WHAT TO WORK ON:
Search the records for "like" and copy each line that holds it.
** STUDY MATERIAL follows **
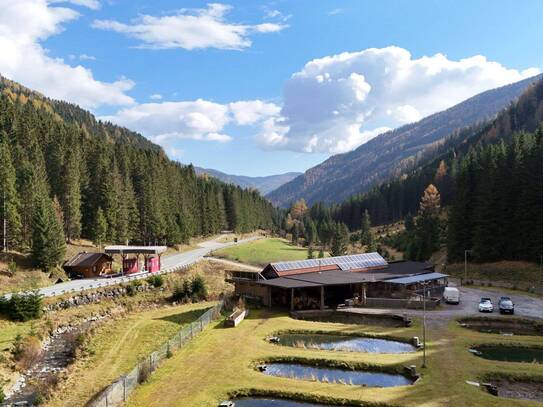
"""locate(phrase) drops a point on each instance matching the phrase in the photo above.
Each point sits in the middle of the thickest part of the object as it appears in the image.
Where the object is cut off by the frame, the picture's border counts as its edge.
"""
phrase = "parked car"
(451, 295)
(485, 305)
(506, 306)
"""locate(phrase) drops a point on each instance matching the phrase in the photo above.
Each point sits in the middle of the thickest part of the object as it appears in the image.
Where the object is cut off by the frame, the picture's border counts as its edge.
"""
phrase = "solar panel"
(348, 262)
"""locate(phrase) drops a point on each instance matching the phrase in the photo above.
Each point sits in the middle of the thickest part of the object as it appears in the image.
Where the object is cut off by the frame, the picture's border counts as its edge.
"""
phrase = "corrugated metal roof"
(85, 259)
(417, 278)
(135, 249)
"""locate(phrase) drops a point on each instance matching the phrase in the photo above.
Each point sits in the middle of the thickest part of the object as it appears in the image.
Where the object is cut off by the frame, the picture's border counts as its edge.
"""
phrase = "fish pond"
(270, 402)
(334, 375)
(344, 343)
(511, 353)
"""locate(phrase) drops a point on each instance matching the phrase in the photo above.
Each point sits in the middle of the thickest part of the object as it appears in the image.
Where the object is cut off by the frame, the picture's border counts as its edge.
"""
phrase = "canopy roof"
(417, 279)
(135, 249)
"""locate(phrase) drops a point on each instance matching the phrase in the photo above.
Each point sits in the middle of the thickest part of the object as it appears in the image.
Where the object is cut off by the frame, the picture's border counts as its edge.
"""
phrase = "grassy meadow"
(117, 346)
(221, 362)
(261, 252)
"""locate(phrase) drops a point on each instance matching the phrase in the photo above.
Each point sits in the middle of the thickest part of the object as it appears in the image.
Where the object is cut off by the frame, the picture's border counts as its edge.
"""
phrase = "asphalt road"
(525, 306)
(170, 264)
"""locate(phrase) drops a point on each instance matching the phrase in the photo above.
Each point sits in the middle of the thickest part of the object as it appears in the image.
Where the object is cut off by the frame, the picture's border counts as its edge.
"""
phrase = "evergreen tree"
(71, 195)
(340, 240)
(100, 228)
(9, 199)
(48, 243)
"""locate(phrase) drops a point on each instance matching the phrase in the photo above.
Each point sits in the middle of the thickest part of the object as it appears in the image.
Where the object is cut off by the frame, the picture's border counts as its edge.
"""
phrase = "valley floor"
(221, 361)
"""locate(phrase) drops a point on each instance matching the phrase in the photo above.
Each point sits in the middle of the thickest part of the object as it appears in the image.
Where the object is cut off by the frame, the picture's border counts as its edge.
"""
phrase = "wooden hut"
(89, 265)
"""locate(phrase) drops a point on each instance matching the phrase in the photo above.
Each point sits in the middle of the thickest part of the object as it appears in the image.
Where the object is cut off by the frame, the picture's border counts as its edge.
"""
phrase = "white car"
(485, 305)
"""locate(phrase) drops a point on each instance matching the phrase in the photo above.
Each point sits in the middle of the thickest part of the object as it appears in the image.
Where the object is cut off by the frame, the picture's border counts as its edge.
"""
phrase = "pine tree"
(48, 243)
(340, 240)
(366, 237)
(100, 228)
(71, 195)
(9, 199)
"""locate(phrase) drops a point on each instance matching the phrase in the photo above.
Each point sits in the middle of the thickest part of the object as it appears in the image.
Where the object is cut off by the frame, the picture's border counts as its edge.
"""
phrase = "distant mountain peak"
(263, 184)
(394, 152)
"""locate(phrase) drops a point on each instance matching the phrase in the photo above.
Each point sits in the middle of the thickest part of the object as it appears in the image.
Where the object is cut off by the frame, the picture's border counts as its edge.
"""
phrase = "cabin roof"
(121, 249)
(85, 259)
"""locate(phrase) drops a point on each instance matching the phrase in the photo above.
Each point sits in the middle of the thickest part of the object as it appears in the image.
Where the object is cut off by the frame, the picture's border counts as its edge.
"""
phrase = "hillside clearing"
(118, 345)
(261, 252)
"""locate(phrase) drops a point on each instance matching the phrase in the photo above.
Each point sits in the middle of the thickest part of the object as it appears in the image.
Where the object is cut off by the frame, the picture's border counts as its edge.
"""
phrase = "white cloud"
(202, 120)
(23, 24)
(339, 102)
(252, 111)
(190, 29)
(85, 57)
(92, 4)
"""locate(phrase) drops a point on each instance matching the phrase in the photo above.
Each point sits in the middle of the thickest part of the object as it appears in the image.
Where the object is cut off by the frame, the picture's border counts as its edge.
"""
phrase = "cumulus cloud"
(167, 122)
(23, 25)
(92, 4)
(190, 29)
(336, 103)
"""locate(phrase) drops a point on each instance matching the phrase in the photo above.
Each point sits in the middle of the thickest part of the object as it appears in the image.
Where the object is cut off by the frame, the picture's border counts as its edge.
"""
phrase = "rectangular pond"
(333, 375)
(511, 354)
(344, 343)
(270, 402)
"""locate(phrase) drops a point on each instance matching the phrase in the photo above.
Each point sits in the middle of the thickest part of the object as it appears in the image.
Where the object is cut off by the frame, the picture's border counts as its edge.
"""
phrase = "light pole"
(466, 265)
(424, 324)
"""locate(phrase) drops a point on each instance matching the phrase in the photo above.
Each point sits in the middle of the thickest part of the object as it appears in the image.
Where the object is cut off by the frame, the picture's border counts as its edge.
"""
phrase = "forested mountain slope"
(59, 165)
(393, 153)
(263, 184)
(469, 170)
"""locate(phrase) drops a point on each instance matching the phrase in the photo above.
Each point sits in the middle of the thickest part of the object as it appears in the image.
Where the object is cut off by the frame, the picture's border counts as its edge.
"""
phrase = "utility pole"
(5, 224)
(466, 265)
(424, 325)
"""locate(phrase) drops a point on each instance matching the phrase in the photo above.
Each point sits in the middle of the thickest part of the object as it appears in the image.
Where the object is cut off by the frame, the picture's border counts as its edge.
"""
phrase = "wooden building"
(328, 282)
(87, 265)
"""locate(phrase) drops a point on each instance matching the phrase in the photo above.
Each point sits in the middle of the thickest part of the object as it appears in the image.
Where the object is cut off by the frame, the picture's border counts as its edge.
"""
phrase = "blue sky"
(295, 113)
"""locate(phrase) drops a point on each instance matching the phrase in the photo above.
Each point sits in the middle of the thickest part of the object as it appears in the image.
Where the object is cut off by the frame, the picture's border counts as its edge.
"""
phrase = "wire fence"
(119, 391)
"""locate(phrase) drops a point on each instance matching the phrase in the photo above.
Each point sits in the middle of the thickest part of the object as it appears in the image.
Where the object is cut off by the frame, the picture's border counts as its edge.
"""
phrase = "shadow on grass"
(185, 317)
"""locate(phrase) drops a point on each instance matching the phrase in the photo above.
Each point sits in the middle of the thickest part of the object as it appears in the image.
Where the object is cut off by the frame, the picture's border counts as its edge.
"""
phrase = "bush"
(26, 351)
(194, 290)
(156, 281)
(198, 288)
(22, 307)
(132, 287)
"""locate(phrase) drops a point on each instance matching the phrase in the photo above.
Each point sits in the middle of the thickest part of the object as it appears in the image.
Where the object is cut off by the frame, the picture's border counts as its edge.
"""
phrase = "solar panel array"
(349, 262)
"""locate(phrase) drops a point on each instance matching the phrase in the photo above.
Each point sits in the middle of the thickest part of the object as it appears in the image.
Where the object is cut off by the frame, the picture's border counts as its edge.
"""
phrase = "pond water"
(511, 354)
(345, 343)
(504, 326)
(266, 402)
(331, 375)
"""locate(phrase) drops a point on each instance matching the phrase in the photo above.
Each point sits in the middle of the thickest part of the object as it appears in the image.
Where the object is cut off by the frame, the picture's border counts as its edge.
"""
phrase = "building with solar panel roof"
(333, 281)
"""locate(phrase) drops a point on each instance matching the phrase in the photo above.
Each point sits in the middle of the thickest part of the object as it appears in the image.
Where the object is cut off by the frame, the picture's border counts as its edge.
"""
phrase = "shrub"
(132, 287)
(22, 307)
(198, 288)
(26, 351)
(156, 281)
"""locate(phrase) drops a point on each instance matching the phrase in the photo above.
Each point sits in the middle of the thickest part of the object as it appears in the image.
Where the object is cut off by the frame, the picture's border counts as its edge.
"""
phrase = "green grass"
(264, 251)
(221, 362)
(118, 345)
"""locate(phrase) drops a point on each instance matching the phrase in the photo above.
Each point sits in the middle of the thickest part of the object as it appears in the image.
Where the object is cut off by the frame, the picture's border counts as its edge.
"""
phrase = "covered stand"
(151, 257)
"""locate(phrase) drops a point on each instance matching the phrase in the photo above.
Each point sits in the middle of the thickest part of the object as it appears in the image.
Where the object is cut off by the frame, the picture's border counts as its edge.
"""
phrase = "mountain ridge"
(263, 184)
(395, 152)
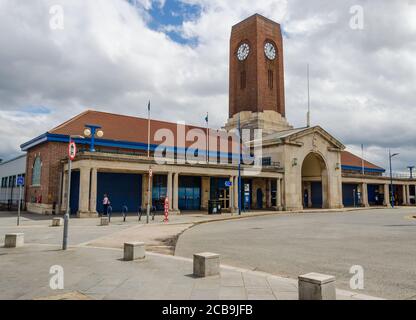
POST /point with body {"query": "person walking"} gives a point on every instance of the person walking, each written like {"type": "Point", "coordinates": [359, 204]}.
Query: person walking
{"type": "Point", "coordinates": [106, 204]}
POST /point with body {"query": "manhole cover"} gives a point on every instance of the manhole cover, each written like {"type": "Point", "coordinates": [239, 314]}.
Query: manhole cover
{"type": "Point", "coordinates": [67, 296]}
** End of STUDY MATERIAL **
RESULT FOR THIS EXERCISE:
POST /point with body {"query": "person walking"} gives a point on every instance of the person walking, each written like {"type": "Point", "coordinates": [359, 204]}.
POST /point with body {"query": "manhole cover"} gives a point on every instance of the manhole cover, each written like {"type": "Point", "coordinates": [239, 314]}.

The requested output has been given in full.